(Referring expression grounding data)
----
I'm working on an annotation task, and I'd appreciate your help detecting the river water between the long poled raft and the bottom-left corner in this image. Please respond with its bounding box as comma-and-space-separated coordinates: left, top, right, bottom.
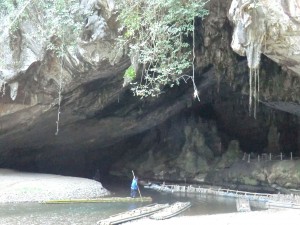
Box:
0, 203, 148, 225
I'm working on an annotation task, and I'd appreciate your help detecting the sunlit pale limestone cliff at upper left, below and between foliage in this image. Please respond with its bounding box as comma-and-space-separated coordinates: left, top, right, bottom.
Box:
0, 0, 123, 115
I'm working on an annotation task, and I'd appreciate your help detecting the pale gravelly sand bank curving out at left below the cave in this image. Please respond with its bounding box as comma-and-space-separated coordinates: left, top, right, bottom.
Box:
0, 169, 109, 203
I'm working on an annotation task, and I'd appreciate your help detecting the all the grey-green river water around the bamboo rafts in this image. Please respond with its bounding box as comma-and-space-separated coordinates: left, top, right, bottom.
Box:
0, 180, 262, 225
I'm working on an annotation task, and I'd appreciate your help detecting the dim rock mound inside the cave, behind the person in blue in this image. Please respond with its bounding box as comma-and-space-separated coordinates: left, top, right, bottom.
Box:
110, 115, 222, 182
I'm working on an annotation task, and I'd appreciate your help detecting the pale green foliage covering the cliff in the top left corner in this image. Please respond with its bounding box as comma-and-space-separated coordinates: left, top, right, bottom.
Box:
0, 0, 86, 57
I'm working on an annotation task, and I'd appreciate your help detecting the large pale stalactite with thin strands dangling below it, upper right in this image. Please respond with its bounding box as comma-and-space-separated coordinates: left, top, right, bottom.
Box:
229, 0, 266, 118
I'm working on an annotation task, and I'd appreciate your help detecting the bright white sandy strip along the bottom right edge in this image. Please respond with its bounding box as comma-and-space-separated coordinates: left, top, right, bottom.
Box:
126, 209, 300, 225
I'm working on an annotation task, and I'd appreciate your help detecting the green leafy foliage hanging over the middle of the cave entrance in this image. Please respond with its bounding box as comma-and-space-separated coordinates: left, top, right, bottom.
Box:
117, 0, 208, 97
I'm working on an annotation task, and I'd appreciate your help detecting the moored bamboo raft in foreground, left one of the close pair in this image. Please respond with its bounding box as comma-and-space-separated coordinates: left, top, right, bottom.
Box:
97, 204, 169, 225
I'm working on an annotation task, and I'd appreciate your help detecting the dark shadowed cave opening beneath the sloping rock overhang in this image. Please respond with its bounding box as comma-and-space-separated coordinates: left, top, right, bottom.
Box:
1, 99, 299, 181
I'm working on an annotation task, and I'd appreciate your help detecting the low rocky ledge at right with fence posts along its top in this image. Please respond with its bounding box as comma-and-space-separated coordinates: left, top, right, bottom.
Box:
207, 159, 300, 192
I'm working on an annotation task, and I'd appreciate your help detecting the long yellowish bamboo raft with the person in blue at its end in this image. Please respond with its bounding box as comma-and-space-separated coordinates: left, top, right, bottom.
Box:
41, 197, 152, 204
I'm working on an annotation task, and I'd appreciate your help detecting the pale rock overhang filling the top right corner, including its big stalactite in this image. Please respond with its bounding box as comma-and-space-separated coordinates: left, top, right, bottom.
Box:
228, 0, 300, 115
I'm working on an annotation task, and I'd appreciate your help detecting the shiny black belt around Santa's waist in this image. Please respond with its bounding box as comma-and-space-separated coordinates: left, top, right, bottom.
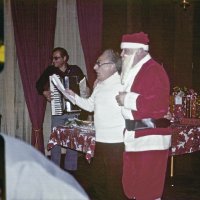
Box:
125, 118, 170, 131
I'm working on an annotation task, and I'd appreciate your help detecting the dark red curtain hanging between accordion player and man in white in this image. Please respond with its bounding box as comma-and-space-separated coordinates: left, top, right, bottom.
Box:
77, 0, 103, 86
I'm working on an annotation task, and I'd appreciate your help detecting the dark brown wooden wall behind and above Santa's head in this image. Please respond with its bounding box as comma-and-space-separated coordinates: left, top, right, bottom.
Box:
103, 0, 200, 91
----
[Task statement] Go through the entries. Report every line that contains the word "person".

[Solution for this problem]
I'm working on an annotation task, and I'd appreciate your help detecting the dim rock mound inside the cave, behind the person in blue in this image. Please respond with its bounding box as comma-and-space-separated coordinates: left, top, right, bottom.
I'm working on an annotation task, and I'd appreciate your help detecting the long yellowish bamboo raft with the person in blue at its end in this image. Please respond with its bounding box as comma-and-space-separated coordinates: left, top, right, bottom.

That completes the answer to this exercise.